• Direction: Copy out, with no changes, the stretch of the material from the line containing "For every instance of the yellow flower, mark" through the line containing "[[797, 398]]", including both of those lines and nothing else.

• Entries provided:
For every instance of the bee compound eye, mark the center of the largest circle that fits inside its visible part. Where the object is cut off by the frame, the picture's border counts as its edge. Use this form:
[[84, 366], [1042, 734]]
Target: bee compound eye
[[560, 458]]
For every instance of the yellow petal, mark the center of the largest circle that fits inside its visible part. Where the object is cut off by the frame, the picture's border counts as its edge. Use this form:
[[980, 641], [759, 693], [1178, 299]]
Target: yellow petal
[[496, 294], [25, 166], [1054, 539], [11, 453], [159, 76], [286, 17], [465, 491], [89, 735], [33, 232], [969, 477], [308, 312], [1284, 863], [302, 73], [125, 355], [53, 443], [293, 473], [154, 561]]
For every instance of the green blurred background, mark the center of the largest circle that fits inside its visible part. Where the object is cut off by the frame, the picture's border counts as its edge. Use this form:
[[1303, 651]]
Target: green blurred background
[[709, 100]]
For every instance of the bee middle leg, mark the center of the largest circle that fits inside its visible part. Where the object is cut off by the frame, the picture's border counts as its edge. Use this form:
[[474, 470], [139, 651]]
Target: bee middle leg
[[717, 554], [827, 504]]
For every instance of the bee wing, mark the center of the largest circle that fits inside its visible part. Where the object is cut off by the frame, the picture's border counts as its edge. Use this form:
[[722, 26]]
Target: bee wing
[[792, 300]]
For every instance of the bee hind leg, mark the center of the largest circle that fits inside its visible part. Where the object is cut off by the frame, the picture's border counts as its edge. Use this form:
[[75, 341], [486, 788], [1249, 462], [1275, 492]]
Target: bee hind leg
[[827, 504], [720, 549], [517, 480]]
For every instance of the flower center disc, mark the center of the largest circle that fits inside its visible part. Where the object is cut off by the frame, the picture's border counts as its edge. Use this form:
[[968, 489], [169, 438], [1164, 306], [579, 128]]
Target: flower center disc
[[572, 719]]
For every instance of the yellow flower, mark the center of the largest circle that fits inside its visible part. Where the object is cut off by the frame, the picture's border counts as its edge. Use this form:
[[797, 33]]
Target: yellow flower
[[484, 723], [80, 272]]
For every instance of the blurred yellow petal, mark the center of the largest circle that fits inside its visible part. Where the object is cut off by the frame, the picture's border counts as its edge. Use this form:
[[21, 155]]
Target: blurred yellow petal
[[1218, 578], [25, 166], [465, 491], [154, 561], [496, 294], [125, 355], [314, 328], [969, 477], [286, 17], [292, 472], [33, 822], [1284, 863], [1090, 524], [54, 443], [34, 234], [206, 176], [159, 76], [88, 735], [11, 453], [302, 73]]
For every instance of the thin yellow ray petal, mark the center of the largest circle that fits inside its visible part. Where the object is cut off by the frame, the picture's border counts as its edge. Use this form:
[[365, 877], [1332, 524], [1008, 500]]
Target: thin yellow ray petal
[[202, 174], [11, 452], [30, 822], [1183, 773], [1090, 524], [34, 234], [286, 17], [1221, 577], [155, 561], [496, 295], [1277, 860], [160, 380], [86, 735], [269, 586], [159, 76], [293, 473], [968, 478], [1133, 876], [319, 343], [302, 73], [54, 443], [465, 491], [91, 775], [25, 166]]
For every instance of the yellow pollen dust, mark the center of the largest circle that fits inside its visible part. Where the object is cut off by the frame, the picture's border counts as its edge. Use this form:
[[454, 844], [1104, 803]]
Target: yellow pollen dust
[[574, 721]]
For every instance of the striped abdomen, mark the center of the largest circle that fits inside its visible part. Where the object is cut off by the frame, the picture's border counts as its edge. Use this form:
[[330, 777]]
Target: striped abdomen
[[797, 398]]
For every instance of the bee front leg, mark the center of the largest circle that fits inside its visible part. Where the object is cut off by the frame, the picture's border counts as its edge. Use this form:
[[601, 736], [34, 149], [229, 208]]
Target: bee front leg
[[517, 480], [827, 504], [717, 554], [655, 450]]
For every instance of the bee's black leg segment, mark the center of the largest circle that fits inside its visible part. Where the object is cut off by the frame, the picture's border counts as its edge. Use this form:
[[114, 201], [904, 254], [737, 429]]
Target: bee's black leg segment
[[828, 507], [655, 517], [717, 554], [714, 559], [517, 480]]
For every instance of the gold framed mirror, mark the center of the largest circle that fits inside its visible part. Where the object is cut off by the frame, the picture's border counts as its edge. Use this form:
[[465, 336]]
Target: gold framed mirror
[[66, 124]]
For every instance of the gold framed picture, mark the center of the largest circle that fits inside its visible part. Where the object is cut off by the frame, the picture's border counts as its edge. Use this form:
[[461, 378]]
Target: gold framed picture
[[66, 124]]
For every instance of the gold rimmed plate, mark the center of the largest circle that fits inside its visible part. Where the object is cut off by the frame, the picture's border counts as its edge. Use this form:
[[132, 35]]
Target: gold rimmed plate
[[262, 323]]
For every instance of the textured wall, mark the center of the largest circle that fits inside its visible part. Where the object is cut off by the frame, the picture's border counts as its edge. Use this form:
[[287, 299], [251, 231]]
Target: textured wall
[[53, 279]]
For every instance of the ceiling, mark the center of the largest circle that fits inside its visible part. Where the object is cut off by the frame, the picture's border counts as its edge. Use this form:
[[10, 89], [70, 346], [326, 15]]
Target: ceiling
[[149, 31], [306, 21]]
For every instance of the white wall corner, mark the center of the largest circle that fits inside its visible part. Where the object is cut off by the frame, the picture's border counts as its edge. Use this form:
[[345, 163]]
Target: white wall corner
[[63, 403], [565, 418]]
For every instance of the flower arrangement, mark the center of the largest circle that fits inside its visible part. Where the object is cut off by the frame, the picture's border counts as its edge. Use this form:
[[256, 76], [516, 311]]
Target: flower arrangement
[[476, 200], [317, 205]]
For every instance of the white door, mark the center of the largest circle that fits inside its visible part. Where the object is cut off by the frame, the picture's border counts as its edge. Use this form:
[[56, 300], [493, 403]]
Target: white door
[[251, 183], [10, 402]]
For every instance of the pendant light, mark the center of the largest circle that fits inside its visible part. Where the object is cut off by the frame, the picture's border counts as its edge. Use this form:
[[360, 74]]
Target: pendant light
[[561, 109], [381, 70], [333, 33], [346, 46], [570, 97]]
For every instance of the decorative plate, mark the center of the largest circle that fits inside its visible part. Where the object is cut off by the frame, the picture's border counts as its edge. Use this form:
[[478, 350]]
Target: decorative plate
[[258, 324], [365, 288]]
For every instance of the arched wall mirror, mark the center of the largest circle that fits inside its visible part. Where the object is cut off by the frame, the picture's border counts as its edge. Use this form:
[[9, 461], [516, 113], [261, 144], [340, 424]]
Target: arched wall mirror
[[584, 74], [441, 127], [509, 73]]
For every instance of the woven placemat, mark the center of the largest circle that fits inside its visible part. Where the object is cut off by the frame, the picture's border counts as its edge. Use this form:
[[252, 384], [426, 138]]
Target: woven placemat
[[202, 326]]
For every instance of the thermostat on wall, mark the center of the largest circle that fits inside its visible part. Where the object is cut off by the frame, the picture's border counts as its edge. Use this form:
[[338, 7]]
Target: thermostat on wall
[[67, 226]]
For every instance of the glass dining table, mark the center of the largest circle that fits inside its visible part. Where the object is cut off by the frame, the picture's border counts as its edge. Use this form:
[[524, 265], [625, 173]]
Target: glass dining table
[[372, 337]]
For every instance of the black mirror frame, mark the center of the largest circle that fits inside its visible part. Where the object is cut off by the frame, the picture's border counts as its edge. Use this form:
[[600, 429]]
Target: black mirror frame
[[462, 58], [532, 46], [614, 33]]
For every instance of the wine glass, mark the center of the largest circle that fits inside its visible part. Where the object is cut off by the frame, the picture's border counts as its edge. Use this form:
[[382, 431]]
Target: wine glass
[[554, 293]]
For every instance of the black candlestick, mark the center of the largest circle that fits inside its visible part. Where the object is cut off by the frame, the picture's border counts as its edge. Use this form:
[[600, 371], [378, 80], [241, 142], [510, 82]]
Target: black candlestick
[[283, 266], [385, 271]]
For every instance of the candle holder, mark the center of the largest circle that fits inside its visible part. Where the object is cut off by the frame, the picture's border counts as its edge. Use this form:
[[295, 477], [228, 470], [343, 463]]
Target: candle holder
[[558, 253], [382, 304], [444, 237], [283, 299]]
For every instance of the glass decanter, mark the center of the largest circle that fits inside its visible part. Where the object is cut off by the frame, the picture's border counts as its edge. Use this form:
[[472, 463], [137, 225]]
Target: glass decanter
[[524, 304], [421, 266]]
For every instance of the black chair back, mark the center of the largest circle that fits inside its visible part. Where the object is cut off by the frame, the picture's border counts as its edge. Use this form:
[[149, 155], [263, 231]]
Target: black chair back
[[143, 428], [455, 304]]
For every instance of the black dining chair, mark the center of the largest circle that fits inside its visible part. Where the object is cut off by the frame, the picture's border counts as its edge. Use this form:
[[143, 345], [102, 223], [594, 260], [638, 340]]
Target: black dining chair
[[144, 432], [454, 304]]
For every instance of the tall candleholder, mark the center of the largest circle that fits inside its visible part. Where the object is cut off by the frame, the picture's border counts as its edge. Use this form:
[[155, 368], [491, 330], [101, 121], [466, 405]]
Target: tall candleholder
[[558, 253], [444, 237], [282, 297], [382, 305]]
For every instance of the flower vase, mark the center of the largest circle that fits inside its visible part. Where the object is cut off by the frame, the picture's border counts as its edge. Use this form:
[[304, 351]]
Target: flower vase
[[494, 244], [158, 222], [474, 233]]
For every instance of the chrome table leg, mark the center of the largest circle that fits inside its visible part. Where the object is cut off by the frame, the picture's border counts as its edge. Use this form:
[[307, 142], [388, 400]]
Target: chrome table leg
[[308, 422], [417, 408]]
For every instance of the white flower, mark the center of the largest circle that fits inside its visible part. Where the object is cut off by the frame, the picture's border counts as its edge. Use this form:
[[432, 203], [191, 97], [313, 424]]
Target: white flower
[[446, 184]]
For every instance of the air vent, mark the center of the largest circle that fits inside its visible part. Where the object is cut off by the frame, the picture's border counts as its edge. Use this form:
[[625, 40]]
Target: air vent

• Exercise answer:
For every instance of the yellow flower, mark the center of the largest circle that fits inside its visible part. Where the object is cut off by the frame, the picture's border counts as its edge. Use this form:
[[797, 33]]
Target: yellow flower
[[484, 723], [80, 272]]
For every instance of the blurred yellow petal, mark the center of the largest circle that fits inside its visible part. Where the object is cut off by the frame, the picture's border counts as its edge. Use this form:
[[21, 155]]
Target: blurred yellow petal
[[1218, 578], [25, 166], [465, 491], [154, 561], [496, 294], [125, 355], [314, 328], [969, 477], [286, 17], [292, 472], [33, 822], [1284, 863], [1090, 524], [54, 443], [34, 234], [206, 176], [159, 76], [88, 735], [11, 453], [302, 73]]
For every instance of the thin yellow ray petal, mark the center of the largest circle that fits inside its visible part. Where the object is cut off by the frame, the picture's border counts as its edge. Use this form:
[[365, 877], [1332, 524], [1008, 500]]
Target: thin yellow ray petal
[[202, 174], [11, 452], [30, 822], [1183, 773], [1090, 524], [34, 234], [286, 17], [1221, 577], [155, 561], [496, 295], [1277, 860], [160, 380], [86, 735], [269, 586], [159, 76], [293, 473], [968, 478], [1133, 876], [319, 343], [302, 73], [54, 443], [465, 491], [91, 775], [25, 166]]
For every instance of the yellow pollen dust, mark the center of the largest circle that fits inside its visible part. Where the object is cut off by the frame, the picture's border counts as its edge. Use this form:
[[454, 844], [1104, 803]]
Target: yellow pollen dust
[[574, 721]]
For every instance of the striped abdomen, mark the center of the largest circle that fits inside its visible part. Where the object is cut off by the frame, the picture's border counts as its edge. Use this form:
[[330, 777]]
Target: striped abdomen
[[797, 398]]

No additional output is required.